-- EXTRACTED DATA follows --

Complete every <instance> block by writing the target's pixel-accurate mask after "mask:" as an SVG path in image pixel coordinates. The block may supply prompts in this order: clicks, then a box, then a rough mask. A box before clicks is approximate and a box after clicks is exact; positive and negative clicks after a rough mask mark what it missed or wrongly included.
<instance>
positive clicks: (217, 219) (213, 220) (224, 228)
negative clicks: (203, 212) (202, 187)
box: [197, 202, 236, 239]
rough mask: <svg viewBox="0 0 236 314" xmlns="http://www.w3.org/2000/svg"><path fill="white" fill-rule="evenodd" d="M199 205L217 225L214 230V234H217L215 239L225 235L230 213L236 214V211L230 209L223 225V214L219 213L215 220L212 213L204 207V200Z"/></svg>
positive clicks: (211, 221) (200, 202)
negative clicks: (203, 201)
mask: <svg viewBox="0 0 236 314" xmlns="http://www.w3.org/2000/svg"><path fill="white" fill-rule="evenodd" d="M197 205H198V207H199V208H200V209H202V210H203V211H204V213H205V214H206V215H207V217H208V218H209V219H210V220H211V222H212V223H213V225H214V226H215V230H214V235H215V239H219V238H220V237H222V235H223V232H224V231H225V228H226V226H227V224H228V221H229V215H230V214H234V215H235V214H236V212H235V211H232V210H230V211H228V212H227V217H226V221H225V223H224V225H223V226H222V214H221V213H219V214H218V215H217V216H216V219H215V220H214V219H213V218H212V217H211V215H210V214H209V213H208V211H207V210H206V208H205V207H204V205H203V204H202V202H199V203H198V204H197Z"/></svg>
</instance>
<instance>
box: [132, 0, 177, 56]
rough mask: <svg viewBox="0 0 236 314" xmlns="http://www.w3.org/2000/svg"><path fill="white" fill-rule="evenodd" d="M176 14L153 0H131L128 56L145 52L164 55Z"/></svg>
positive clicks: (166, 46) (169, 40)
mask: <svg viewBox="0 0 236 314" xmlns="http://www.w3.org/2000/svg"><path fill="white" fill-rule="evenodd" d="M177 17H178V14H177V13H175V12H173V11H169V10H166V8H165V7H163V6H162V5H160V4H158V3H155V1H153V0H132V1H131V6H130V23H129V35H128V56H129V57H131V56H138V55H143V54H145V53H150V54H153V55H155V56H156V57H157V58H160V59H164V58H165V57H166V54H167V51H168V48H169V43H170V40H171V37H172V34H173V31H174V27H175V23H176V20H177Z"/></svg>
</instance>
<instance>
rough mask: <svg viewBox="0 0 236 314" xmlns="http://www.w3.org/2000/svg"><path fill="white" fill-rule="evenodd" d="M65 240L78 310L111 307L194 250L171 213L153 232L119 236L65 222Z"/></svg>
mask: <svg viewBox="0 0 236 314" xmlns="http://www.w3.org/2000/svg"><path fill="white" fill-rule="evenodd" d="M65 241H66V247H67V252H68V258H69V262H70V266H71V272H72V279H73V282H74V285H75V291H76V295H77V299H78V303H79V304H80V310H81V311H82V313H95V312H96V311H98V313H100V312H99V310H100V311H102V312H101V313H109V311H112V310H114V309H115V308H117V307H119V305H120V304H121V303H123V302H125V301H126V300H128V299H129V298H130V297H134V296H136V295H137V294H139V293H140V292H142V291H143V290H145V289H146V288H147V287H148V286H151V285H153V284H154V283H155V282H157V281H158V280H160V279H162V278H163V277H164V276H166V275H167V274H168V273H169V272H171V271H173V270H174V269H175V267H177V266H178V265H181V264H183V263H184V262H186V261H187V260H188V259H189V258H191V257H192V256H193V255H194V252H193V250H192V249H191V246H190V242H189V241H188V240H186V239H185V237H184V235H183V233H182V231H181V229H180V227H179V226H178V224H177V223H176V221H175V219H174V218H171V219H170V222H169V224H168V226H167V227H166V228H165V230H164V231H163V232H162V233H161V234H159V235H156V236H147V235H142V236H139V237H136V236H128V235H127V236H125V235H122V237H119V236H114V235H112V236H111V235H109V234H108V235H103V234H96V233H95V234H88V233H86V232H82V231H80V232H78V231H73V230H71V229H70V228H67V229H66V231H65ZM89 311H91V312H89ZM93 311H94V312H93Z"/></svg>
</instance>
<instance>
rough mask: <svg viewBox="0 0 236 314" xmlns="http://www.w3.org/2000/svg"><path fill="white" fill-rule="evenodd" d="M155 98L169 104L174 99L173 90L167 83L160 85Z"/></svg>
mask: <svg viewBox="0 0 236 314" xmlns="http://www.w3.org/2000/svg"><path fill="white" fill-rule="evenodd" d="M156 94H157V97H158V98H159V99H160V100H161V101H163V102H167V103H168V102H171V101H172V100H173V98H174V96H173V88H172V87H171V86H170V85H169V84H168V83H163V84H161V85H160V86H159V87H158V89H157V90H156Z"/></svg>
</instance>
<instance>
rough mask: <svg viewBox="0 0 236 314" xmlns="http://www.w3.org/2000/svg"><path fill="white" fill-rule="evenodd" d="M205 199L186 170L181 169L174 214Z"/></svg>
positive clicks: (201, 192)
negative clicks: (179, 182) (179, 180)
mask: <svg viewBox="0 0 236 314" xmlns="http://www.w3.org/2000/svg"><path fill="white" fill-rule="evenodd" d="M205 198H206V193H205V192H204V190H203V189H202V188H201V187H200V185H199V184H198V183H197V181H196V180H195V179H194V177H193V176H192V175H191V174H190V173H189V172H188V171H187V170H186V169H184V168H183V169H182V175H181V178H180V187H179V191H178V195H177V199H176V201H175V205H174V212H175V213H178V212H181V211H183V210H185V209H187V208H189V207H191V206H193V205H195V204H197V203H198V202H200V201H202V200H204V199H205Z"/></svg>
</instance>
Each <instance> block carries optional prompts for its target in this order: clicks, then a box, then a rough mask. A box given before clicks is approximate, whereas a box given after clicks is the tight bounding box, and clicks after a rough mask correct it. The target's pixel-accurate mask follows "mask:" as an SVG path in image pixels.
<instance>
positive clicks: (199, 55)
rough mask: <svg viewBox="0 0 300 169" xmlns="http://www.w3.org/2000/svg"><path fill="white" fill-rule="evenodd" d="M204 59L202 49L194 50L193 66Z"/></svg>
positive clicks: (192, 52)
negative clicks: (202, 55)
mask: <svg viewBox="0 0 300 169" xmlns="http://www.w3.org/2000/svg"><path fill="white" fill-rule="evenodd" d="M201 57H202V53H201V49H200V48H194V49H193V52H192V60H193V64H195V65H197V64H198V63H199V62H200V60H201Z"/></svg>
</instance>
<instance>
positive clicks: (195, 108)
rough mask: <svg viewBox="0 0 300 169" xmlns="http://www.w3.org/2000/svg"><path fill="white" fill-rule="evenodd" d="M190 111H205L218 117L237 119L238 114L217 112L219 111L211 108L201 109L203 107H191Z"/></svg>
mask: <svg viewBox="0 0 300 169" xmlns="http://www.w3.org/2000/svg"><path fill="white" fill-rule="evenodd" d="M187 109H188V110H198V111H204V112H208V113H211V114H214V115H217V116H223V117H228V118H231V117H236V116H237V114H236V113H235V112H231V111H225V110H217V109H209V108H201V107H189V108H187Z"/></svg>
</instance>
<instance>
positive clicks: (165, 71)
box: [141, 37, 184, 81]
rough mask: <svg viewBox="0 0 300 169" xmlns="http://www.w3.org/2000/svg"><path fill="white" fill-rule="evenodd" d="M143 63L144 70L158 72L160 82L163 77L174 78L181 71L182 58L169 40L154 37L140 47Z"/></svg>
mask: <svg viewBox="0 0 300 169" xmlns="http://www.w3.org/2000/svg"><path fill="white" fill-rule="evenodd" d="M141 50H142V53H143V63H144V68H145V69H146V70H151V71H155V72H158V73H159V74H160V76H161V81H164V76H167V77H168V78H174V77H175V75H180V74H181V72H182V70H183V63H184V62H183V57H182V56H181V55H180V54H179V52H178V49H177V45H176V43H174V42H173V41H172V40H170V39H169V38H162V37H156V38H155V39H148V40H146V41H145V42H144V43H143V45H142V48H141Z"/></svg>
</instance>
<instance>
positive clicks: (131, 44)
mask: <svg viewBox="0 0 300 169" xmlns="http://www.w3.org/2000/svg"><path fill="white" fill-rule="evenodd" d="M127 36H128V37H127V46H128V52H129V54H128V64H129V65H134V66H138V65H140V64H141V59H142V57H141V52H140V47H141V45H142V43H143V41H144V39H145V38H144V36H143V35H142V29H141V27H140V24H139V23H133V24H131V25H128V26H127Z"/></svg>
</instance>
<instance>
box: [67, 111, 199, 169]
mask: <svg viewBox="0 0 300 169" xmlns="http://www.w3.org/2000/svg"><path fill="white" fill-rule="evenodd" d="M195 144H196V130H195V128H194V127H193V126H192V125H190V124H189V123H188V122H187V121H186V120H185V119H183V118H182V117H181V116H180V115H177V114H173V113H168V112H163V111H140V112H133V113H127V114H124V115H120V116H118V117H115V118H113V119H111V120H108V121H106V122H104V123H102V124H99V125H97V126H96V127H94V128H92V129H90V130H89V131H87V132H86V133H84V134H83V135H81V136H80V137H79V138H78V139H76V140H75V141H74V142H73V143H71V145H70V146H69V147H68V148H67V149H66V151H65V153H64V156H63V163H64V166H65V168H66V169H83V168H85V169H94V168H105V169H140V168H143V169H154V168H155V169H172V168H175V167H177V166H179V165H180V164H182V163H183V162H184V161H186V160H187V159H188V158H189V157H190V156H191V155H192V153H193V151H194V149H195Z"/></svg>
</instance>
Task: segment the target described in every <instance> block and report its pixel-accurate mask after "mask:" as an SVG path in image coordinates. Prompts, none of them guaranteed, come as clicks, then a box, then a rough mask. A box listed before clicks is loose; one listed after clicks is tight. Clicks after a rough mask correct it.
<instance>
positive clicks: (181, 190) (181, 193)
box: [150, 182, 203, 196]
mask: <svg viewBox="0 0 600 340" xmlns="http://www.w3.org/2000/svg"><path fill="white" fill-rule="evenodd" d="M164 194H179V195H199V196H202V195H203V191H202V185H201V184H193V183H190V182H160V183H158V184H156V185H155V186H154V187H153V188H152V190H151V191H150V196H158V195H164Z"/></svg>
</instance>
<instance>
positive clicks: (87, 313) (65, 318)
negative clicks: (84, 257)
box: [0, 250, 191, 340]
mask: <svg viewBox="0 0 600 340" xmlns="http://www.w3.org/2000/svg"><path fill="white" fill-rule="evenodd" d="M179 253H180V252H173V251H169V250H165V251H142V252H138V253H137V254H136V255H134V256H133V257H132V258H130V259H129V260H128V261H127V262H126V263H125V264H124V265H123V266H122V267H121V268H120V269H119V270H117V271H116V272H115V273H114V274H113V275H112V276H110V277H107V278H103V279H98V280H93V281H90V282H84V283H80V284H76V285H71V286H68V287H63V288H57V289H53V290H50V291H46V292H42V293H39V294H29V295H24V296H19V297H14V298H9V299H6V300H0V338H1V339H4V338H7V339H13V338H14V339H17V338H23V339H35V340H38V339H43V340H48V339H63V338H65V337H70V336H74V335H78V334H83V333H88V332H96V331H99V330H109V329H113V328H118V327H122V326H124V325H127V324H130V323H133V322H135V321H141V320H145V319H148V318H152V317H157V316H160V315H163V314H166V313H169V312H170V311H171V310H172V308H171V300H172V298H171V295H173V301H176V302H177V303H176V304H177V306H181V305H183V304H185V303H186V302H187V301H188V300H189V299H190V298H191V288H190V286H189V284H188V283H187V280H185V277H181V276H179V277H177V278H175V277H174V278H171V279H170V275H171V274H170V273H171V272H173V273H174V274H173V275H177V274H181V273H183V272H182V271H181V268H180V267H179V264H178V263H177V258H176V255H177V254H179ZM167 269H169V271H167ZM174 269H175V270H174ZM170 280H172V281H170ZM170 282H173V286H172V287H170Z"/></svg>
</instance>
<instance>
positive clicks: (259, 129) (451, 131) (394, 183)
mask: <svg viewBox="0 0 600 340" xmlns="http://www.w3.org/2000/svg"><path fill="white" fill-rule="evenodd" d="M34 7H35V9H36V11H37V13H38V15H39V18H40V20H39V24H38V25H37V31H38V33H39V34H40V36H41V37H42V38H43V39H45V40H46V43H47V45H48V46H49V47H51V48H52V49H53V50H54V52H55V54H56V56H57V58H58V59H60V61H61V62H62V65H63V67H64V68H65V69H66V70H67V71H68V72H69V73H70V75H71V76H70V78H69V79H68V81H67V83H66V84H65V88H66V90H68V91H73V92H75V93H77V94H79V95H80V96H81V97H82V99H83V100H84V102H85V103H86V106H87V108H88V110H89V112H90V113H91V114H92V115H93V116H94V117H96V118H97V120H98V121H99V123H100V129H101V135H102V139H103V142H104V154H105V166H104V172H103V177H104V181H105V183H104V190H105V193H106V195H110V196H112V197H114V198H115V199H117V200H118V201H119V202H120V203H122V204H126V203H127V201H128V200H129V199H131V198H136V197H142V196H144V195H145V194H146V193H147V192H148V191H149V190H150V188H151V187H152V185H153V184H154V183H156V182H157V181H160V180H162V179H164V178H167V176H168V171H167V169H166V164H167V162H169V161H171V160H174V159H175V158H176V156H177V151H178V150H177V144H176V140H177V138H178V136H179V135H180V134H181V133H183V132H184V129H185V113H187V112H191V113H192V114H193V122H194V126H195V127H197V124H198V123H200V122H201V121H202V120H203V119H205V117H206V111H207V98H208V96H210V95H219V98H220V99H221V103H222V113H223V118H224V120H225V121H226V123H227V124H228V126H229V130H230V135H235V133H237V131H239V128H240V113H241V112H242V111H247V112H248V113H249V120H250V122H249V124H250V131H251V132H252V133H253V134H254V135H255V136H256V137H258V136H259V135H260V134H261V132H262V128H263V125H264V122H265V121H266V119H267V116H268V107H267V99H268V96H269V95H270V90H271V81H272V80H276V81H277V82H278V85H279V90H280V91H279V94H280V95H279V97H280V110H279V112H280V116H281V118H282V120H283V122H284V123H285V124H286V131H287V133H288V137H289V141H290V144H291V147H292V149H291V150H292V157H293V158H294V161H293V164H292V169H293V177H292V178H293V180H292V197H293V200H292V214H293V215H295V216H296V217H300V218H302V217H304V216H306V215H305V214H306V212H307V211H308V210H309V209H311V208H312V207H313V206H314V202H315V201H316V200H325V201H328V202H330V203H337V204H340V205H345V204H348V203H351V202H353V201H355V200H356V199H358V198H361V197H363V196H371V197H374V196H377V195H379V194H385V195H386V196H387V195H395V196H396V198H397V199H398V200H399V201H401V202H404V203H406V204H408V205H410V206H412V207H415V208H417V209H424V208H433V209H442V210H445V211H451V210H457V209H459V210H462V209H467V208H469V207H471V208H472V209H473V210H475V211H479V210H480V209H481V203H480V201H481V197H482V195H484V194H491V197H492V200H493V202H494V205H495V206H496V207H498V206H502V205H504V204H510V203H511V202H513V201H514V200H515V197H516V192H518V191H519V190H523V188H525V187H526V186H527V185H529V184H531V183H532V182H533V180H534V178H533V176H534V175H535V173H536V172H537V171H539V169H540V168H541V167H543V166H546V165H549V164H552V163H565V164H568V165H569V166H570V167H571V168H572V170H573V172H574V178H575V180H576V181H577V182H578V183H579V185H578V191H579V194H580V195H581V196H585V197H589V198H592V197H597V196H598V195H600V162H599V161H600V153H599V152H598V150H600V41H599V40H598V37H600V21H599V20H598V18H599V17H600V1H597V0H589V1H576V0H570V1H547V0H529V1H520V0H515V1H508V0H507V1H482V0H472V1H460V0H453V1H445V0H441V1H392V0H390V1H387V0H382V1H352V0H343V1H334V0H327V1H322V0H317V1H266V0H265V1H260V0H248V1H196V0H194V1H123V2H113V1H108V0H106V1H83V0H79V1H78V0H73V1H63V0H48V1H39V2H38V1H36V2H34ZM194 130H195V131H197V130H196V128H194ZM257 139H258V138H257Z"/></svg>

-- EXTRACTED DATA concluded --

■ EXERCISE INSTRUCTIONS ■
In the data above, which lines lie between the line with "box: [197, 202, 236, 239]" and the line with "positive clicks: (211, 221) (200, 202)", inclusive? Print those lines exactly and nothing else.

■ RESULT OF THE EXERCISE ■
box: [197, 202, 236, 239]
rough mask: <svg viewBox="0 0 236 314" xmlns="http://www.w3.org/2000/svg"><path fill="white" fill-rule="evenodd" d="M199 205L217 225L214 230V234H217L215 239L225 235L230 213L236 214V211L230 209L223 225V214L219 213L215 220L212 213L204 207V200Z"/></svg>
positive clicks: (211, 221) (200, 202)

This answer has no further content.